**Records from an annotation dataset**.
+ + + +
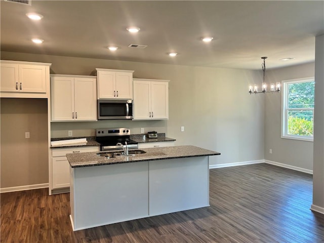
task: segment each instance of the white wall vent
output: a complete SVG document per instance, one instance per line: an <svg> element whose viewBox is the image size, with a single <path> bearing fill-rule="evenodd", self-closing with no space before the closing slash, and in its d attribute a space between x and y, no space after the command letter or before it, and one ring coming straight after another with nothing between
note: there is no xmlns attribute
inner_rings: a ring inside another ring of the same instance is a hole
<svg viewBox="0 0 324 243"><path fill-rule="evenodd" d="M128 47L130 48L140 48L141 49L143 49L147 47L147 46L145 46L145 45L137 45L137 44L131 44Z"/></svg>
<svg viewBox="0 0 324 243"><path fill-rule="evenodd" d="M24 4L25 5L31 5L31 0L5 0L5 2L16 3L17 4Z"/></svg>

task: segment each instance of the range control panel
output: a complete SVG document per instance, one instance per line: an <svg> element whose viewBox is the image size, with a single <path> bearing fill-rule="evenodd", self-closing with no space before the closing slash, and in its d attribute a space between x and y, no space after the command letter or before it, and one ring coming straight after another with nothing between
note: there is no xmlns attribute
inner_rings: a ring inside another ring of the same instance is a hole
<svg viewBox="0 0 324 243"><path fill-rule="evenodd" d="M130 135L131 130L129 128L97 128L96 129L97 137Z"/></svg>

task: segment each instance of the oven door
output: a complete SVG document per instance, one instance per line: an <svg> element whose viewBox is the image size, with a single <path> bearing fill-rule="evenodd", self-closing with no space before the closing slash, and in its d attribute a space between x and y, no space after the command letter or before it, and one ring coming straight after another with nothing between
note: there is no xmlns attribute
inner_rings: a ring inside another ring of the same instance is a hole
<svg viewBox="0 0 324 243"><path fill-rule="evenodd" d="M98 100L98 119L133 119L131 100Z"/></svg>

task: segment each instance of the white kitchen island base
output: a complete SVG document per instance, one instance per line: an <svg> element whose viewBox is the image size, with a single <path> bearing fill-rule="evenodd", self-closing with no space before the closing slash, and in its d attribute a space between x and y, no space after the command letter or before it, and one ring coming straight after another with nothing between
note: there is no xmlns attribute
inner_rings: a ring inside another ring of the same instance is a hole
<svg viewBox="0 0 324 243"><path fill-rule="evenodd" d="M208 159L71 168L73 231L209 206Z"/></svg>

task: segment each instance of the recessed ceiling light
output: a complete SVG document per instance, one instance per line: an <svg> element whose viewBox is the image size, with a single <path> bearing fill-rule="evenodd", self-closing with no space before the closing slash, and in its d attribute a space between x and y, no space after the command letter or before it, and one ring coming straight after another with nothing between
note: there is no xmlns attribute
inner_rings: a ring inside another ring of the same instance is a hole
<svg viewBox="0 0 324 243"><path fill-rule="evenodd" d="M289 61L290 60L294 59L294 57L286 57L286 58L282 58L282 59L279 59L280 61Z"/></svg>
<svg viewBox="0 0 324 243"><path fill-rule="evenodd" d="M210 42L213 40L213 38L213 38L212 37L204 37L204 38L202 38L202 41L204 42Z"/></svg>
<svg viewBox="0 0 324 243"><path fill-rule="evenodd" d="M32 40L32 42L36 43L36 44L41 44L44 41L44 39L38 39L38 38L32 38L31 39L31 40Z"/></svg>
<svg viewBox="0 0 324 243"><path fill-rule="evenodd" d="M43 18L43 15L35 13L28 13L28 14L26 14L26 15L33 20L40 20Z"/></svg>
<svg viewBox="0 0 324 243"><path fill-rule="evenodd" d="M131 33L137 33L141 29L137 27L130 27L129 28L127 28L127 29Z"/></svg>
<svg viewBox="0 0 324 243"><path fill-rule="evenodd" d="M109 49L110 51L116 51L117 49L118 49L118 47L108 47L108 49Z"/></svg>

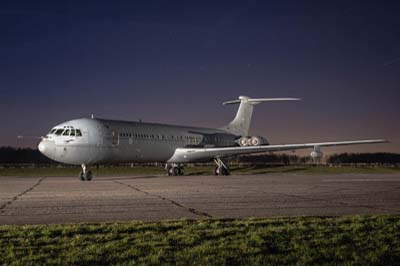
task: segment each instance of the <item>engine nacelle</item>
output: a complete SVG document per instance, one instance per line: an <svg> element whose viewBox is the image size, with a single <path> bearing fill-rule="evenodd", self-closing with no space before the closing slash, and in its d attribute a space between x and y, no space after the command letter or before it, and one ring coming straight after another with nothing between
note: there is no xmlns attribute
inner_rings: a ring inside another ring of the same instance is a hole
<svg viewBox="0 0 400 266"><path fill-rule="evenodd" d="M239 143L239 145L240 145L241 147L245 147L245 146L248 146L248 145L249 145L248 138L246 138L246 137L241 137L241 138L238 140L238 143Z"/></svg>
<svg viewBox="0 0 400 266"><path fill-rule="evenodd" d="M260 145L268 145L268 141L266 138L255 136L248 139L249 146L260 146Z"/></svg>
<svg viewBox="0 0 400 266"><path fill-rule="evenodd" d="M319 160L324 156L324 153L322 151L312 151L310 156L313 160Z"/></svg>
<svg viewBox="0 0 400 266"><path fill-rule="evenodd" d="M260 146L268 145L268 141L264 137L254 136L254 137L241 137L238 140L238 144L242 147L245 146Z"/></svg>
+ + + +
**WRITTEN PROBLEM**. Turn the part of the records that opens with the line containing "task: segment each instance of the white kitchen" and closes with the line containing "159L71 168L73 231L209" into a Markdown table with columns "n" and "Line", giving each line its row number and leaving out blank lines.

**TASK ANSWER**.
| n | Line |
|---|---|
| 1 | task: segment each instance of the white kitchen island base |
| 2 | output: a complete SVG document per instance, one instance per line: an <svg> element whose viewBox is the image size, with a single <path> bearing fill-rule="evenodd", self-closing with no space before the closing slash, and in its d attribute a space between x and y, no space after the command letter or before it, and one ring coming straight after another with nothing between |
| 3 | note: there is no xmlns attribute |
| 4 | inner_rings: a ring inside another ring of the same instance is a hole |
| 5 | <svg viewBox="0 0 324 243"><path fill-rule="evenodd" d="M208 159L71 168L73 231L209 206Z"/></svg> |